→ SUPPLIED ENTRIES:
══════
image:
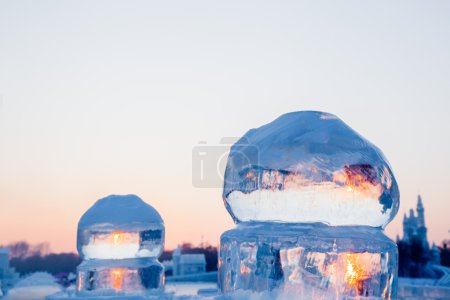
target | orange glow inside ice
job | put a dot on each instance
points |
(116, 276)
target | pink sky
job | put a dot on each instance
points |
(96, 99)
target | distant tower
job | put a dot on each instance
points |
(435, 255)
(176, 260)
(421, 228)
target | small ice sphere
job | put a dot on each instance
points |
(118, 227)
(309, 166)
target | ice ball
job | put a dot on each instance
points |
(309, 166)
(118, 227)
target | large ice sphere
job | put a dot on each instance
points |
(308, 261)
(309, 167)
(120, 226)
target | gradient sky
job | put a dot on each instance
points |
(108, 97)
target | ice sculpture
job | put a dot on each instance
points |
(310, 197)
(120, 239)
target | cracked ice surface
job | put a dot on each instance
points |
(309, 167)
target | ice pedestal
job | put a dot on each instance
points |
(310, 197)
(312, 261)
(120, 239)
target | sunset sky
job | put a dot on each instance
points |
(109, 97)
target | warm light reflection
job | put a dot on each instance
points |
(359, 179)
(116, 278)
(354, 273)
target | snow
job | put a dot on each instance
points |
(192, 258)
(119, 227)
(122, 211)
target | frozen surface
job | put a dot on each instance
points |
(310, 261)
(35, 286)
(309, 167)
(120, 277)
(119, 227)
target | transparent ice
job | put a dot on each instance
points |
(118, 227)
(310, 197)
(309, 167)
(120, 239)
══════
→ TASK ITEM:
Set each line of the records down again exactly as it reads. Omit the pictures.

→ EXPECTED ANSWER:
image:
target | orange glow inside ice
job | put a dot on each instance
points |
(116, 276)
target | pink sky
job | put a dot on each instance
points |
(96, 99)
target | distant tower
job | put a dot on each instance
points |
(435, 255)
(176, 260)
(421, 228)
target | small ice sphere
job | put a dot on each instance
points |
(118, 227)
(309, 166)
target | ice ball
job | put a dot on each instance
points |
(309, 166)
(118, 227)
target | large ice sphere
job | put a dot on each instance
points |
(308, 261)
(309, 167)
(120, 226)
target | gradient sky
job | put a dot on each instance
points |
(108, 97)
target | ice sculpture
job | put a dot on each instance
points |
(310, 197)
(120, 239)
target | cracked ice surface
job | put a dot on each instance
points |
(309, 167)
target | ice pedestal
job | put a dot on each instance
points |
(310, 197)
(312, 261)
(120, 239)
target | sunset sky
job | put a dot on each instance
points |
(109, 97)
target | warm light reflection
job | put a dot on each instance
points |
(359, 179)
(116, 278)
(354, 273)
target | snow
job | put a dot on each instance
points |
(192, 258)
(119, 227)
(122, 211)
target | frozen surface
job | put a dot on each instance
points |
(310, 261)
(35, 286)
(309, 167)
(120, 277)
(119, 227)
target | transparent ice
job | put a dot on each instance
points |
(118, 227)
(310, 197)
(309, 167)
(120, 239)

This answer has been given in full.